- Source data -

=====

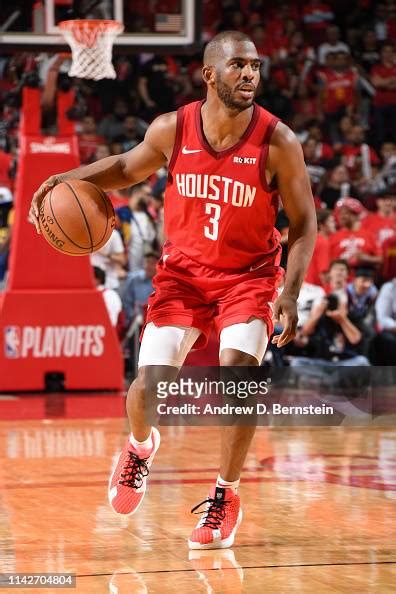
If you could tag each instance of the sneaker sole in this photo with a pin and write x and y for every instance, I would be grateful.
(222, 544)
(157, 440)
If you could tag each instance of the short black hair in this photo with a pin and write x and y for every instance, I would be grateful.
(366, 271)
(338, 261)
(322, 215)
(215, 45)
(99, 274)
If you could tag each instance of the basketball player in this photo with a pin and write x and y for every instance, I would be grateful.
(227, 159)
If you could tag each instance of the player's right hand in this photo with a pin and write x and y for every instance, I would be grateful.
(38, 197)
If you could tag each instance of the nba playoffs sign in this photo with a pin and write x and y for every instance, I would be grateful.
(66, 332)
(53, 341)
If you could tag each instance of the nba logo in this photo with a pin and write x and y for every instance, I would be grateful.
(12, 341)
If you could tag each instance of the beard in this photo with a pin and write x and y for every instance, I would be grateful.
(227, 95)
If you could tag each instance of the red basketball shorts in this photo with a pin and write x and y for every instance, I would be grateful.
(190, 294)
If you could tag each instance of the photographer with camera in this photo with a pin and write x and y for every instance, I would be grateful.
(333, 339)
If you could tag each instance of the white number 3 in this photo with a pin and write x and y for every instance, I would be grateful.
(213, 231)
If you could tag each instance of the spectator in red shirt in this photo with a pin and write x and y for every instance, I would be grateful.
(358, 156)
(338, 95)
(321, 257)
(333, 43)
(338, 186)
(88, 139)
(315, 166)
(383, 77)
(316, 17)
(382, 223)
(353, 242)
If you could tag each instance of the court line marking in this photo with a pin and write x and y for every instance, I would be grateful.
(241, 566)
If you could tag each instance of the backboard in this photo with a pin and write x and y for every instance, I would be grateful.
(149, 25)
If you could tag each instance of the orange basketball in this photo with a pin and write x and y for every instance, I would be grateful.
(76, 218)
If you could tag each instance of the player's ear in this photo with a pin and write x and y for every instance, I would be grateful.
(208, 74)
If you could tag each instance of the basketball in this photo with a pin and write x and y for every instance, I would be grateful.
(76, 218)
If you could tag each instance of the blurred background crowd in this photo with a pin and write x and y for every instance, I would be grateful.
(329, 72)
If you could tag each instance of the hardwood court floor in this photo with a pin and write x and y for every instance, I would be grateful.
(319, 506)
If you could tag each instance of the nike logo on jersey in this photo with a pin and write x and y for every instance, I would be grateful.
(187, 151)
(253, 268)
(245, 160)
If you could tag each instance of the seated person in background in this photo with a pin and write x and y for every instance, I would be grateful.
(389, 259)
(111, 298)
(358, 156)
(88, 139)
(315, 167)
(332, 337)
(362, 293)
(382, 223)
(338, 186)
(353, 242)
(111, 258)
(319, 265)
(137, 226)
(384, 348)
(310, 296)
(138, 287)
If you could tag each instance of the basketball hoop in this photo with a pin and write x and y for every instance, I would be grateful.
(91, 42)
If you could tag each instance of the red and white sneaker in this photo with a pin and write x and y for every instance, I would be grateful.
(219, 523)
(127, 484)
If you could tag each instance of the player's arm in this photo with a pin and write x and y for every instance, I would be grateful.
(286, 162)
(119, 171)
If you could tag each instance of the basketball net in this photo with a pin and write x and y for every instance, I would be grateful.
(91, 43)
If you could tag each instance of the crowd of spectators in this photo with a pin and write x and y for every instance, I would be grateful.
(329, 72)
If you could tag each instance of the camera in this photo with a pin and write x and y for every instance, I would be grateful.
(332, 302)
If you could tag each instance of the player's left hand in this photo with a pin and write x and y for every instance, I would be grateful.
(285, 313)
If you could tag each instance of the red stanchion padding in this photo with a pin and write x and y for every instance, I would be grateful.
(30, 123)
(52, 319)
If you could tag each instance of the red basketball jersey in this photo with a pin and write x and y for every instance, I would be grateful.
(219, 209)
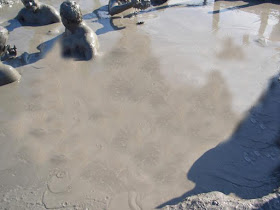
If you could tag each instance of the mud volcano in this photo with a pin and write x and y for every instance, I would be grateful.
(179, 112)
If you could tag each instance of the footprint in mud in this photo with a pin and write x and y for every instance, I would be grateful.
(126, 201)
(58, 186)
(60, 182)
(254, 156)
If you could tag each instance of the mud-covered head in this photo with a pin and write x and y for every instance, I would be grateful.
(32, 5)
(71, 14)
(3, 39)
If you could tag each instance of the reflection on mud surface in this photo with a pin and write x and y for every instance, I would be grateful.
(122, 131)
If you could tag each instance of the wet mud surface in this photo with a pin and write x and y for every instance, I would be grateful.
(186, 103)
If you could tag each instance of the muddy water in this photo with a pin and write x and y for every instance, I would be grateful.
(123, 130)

=====

- ACTIVITY -
Could you set down the data exactly as given, minus its pictures?

- SOLUTION TO THE EXERCISE -
If you could tag each instance of the sneaker sole in this photo with a pin and write x and y for every instance, I would be grateful.
(222, 544)
(157, 440)
If you could tag each instance of the short black hair in this photo with a pin and write x and y for every instance, I would be grateful.
(366, 271)
(338, 261)
(322, 215)
(215, 45)
(99, 274)
If you could tag each instance of the basketball player in this photo with a pin and write x and y for every instance, I would be grateful.
(227, 159)
If you could tag each instance of the player's right hand in this photo with a pin and write x and y for every instance, I would be grateful.
(38, 197)
If you could tag each instance of the nba playoffs sign in this photo with a pin and write x and y for every instance, I would be grateful.
(66, 332)
(53, 341)
If you could tag each instance of the nba logo in this photo with a pin and write x and y for every instance, I would be grateful.
(12, 341)
If you could tag each instance of the beard in this photo with a pin and write x and y for every instance, I would be grateful.
(227, 95)
If you could tag each instance of the red basketball shorts in this photo with a pin and write x and y for every instance, I would be grateful.
(190, 294)
If you could tag each instance of the photographer with camera in this photo with a pin and write x and y for every instance, I would be grateful.
(333, 339)
If you could tag each instance of the white number 3 in this photo with a pin and write x and y for every instance, I would be grateful.
(213, 231)
If you could tag each instance of the spectator in red shirt in this photo with a pin and write x and y for every instance, I would be grateful.
(358, 156)
(338, 95)
(321, 257)
(333, 43)
(338, 186)
(88, 139)
(315, 166)
(383, 77)
(316, 17)
(382, 223)
(353, 242)
If you could tag each instance of the court line marking in this photo with a pin and write x and y for every instance, I would be grateful.
(241, 566)
If you could tag each instance of the backboard in this photo with a pin and write x and y for every instance, I would be grateful.
(149, 25)
If you could tag each instance of the orange basketball in this photo with a pin and write x and y for every instance, I would be grateful.
(76, 218)
If you could tag each instance of the player's ear in this photo with a pin and write x and y for every instance, I would be grateful.
(208, 74)
If you could tag each instance of the basketball in this photo with a pin and write x and y for every instance, I would be grateful.
(76, 218)
If you could tag each instance of the blurred background crowd in this photo with a pin and write x and y for every instance, I would be grateful.
(329, 72)
If you could tag each instance of the hardwood court floor in this photo with a pin and write x and y for every instance, I would be grateful.
(319, 506)
If you could tag each instance of the nike logo on jersey in this photo with a pin and write x and y for every instance, I would be grateful.
(187, 151)
(253, 268)
(245, 160)
If you could tag each instance of the seated person in background in this photo with a pin and write x and y for every instance, I would be grateful.
(389, 259)
(111, 298)
(358, 156)
(88, 139)
(315, 167)
(332, 337)
(362, 293)
(382, 223)
(338, 186)
(353, 242)
(111, 258)
(319, 265)
(137, 226)
(384, 348)
(310, 296)
(138, 287)
If you could tag each instance of the basketball hoop in this photo with a pin and write x and y for every instance, I would be grateful.
(91, 42)
If you could tag each instance of the red and white sneaker in this photo with a pin and write x and y for every instance, I would be grateful.
(219, 523)
(127, 484)
If you could tag each instance of the player's arm in this photo with a pin and write x and y for every instance, I would be grateful.
(286, 162)
(119, 171)
If you could tag each instance of the basketball net in this photo with a pin and write x and y for every instance, I would be grateful.
(91, 43)
If you could tag each instance of the crowd of spectators in this photo with a pin and write x and y for every instance, I would be grateful.
(329, 72)
If you could tag each instance of the camera in this photo with a pin and write x and y for every instance, I would be grateful.
(332, 302)
If you could tag each instance of the player's left hand in this photo with a pin and write x and y for every instance, I would be grateful.
(285, 313)
If you could tag each instance of the red stanchion padding in this photo with a pin and write x and y for every instance, I would be grateful.
(30, 123)
(52, 319)
If you could tag each instance of the red basketball jersey in this photo with a pin and write x and y for every instance, I would be grateful.
(219, 209)
If you could tag each instance of the mud volcano in this photo with a pin and write x and y for every instance, I would be grateful.
(179, 112)
If you could tag each instance of the footprint in mud in this photo with a pin and write x and y for every instance, I would be grateful.
(126, 201)
(58, 186)
(60, 182)
(254, 156)
If you could tag each instance of the mud-covered head in this photo with a pin and write x and y for every instance, I would be grateful.
(32, 5)
(71, 14)
(3, 39)
If you could tag each instance of the reflection on mud surface in this photo with a pin and write x and y for every instance, I would be grateful.
(122, 131)
If you could tag each instance of the wet mud surface in this photo with a pin and write x and y for every instance, I would be grateful.
(186, 103)
If you could tag each instance of the muddy water in this photo with a pin and write x and y for every instance, I would be grateful.
(123, 130)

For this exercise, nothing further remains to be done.